Stored data:

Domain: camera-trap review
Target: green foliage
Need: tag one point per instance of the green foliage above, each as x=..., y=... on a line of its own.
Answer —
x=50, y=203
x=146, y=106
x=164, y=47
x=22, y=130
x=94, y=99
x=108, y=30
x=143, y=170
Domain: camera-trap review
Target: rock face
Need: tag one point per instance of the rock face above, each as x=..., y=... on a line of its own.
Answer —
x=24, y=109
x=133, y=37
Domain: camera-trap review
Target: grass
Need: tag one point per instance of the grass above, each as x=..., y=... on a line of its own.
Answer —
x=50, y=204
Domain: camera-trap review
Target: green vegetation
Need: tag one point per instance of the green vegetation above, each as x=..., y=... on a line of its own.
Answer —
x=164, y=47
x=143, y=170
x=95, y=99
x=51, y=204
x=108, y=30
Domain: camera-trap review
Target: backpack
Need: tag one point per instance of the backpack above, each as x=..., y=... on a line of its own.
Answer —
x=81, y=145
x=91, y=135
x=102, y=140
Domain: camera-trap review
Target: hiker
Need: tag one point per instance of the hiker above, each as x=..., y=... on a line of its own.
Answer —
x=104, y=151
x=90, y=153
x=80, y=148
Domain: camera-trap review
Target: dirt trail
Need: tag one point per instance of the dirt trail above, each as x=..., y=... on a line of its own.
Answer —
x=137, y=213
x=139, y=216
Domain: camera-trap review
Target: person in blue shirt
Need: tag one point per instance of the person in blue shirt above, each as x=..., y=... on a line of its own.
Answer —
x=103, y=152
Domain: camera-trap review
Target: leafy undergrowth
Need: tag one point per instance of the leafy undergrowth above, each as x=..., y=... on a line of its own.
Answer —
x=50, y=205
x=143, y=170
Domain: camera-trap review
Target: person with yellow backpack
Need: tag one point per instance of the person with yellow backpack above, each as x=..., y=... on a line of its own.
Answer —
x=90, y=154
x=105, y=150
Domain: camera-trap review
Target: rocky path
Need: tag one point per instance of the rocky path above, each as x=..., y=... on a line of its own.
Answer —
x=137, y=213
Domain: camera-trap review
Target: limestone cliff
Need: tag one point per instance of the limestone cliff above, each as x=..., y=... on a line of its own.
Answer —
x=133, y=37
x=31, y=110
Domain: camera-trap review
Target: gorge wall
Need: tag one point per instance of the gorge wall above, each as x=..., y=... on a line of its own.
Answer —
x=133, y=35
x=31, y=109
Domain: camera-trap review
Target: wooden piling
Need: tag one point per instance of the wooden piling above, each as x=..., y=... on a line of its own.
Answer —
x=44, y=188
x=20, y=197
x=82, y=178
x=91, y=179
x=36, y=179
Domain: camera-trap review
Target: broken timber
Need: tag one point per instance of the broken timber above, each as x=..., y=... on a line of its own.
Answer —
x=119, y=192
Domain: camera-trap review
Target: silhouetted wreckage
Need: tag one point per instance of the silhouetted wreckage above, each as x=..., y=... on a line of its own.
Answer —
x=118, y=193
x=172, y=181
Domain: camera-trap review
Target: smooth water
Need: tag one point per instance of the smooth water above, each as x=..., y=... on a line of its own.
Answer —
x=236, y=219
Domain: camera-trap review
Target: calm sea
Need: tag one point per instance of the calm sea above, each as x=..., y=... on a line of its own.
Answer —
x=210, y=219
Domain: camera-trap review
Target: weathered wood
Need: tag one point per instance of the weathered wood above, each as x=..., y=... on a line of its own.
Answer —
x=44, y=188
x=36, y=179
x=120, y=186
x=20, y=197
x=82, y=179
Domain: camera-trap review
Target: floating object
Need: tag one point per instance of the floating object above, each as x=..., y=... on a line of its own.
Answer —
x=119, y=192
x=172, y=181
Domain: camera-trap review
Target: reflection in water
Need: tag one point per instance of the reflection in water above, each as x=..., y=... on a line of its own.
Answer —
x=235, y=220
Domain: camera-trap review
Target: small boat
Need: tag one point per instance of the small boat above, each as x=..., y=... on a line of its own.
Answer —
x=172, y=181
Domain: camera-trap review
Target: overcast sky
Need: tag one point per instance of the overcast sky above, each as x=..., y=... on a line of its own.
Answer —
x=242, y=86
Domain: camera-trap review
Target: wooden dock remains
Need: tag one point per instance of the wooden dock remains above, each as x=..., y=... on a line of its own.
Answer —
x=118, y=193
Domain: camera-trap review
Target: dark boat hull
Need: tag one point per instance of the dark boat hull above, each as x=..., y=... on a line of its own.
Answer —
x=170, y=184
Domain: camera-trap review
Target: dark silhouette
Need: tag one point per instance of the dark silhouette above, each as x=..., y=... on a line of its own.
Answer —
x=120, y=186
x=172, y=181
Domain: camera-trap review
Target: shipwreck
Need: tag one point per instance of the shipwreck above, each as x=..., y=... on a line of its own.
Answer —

■ Short problem
Identify every line in the rows above that contains the string "reflection" and copy each one. Case counts.

■ Solved exercise
Target: reflection in water
Need: tag one point per instance of the reflection in water above, each as x=..., y=... on a line of its own.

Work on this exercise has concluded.